### Description of the task
In your answer, print every record exactly as it is written.

Segment Open

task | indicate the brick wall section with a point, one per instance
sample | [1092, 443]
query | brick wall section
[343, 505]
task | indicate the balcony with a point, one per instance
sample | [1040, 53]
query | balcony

Segment Closed

### Problem solution
task | indicate the brick wall section with a point, one per instance
sample | [1092, 443]
query | brick wall section
[343, 505]
task | indicate the balcony with a point, one per instance
sample | [1040, 53]
query | balcony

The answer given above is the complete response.